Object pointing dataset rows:
↓

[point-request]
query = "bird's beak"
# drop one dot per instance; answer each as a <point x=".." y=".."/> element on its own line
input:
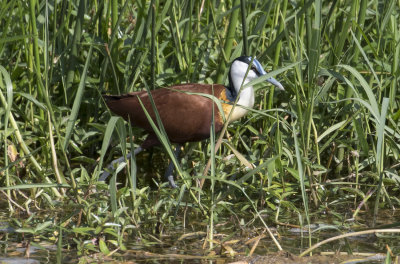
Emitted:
<point x="276" y="83"/>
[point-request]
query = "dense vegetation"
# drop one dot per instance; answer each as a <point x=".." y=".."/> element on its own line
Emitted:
<point x="331" y="141"/>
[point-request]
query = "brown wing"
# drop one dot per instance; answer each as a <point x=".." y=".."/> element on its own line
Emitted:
<point x="185" y="117"/>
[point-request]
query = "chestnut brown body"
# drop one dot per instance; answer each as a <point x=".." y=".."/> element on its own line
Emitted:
<point x="185" y="117"/>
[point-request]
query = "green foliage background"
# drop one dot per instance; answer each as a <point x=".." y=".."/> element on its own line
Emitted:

↑

**Requirement**
Transcribe all of the data above line for line, without changing anything, and leave the pictures out of your answer.

**Written response**
[point-request]
query = "bird's beak"
# drop one dot per instance; answer each as a <point x=".." y=".."/> element on its own line
input:
Emitted:
<point x="276" y="83"/>
[point-request]
query = "dense vegetation"
# drop one dot per instance; answer each as a <point x=".." y=".."/> element on its own line
Emitted:
<point x="331" y="141"/>
[point-request]
query = "brown wing"
# drop one dot per instance; answer each as a <point x=".." y=".."/> element on its own line
Emitted:
<point x="185" y="117"/>
[point-request]
query = "chestnut brown body"
# drop one dot per instance; answer each as a <point x=".." y=".."/> element on its own line
Emitted:
<point x="185" y="117"/>
[point-request]
query = "green foliage background"
# drop one dot per instance; answer each as a <point x=".." y=".."/> element on its own line
Emitted:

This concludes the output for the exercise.